Written task>
Update the material from the line with "the woman's face." to the line with "ear. Do not add anything beyond the points." by changing "marker" to "pin" throughout, and give back only those lines with nothing else altered.

Data in this exercise>

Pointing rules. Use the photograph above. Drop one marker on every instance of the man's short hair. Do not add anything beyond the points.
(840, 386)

...

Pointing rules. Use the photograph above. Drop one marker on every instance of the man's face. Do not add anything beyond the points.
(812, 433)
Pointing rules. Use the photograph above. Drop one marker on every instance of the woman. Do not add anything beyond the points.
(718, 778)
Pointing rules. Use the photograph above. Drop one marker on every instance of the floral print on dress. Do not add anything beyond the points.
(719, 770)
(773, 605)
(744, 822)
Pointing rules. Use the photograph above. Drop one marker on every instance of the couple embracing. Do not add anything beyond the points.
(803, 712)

* * *

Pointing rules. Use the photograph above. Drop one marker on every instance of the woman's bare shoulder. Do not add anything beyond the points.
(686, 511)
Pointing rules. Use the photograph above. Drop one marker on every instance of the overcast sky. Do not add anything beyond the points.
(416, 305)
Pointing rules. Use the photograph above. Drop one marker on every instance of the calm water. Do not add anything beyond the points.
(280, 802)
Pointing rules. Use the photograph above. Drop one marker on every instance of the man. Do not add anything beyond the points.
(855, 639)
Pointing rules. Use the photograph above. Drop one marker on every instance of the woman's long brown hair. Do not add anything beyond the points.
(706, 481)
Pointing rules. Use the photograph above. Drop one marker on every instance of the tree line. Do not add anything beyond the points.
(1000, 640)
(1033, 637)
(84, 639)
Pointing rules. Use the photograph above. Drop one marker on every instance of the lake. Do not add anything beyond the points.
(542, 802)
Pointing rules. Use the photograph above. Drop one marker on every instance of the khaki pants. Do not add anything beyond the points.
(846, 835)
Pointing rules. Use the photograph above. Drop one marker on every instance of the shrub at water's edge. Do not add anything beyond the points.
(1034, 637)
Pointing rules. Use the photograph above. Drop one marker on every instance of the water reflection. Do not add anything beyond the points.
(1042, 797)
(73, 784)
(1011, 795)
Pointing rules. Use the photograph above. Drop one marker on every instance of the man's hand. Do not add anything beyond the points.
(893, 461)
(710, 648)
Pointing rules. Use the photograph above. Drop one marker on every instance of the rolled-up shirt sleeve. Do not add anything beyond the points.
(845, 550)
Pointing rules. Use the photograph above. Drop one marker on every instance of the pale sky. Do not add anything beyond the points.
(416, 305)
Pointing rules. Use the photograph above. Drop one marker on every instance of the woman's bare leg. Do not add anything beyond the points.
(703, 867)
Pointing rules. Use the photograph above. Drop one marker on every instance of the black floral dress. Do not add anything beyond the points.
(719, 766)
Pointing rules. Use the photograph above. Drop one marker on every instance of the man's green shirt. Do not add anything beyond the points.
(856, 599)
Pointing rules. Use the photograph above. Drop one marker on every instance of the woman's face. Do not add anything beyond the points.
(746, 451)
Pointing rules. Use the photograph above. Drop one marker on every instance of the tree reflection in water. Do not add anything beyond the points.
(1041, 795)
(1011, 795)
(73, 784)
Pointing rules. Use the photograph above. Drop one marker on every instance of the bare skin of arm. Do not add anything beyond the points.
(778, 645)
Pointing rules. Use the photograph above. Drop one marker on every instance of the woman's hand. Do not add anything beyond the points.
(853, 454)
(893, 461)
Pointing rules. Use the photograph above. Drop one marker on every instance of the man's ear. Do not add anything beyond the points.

Task result>
Pointing rules. Use the photograph above. Drop one pin on every instance of the woman's face. Do not add anything beyond the points.
(746, 451)
Pointing rules. Use the photograph above. Drop one pin on every instance of the tree reflection in water. Do not add anything beyond the points.
(1041, 795)
(1011, 795)
(73, 784)
Pointing rules. Use the photograph above. Drop one pin on every instance of the bare skin of arm. Do not add anything beyond the points.
(778, 645)
Pointing rules. Use the photograph above. Drop one pin on every instance of the woman's hand. Do not add anything beyond the points.
(853, 454)
(893, 461)
Pointing rules. Use the photograph above. Drop one pin on every instance of the man's ear. Do not add anything beyond the points.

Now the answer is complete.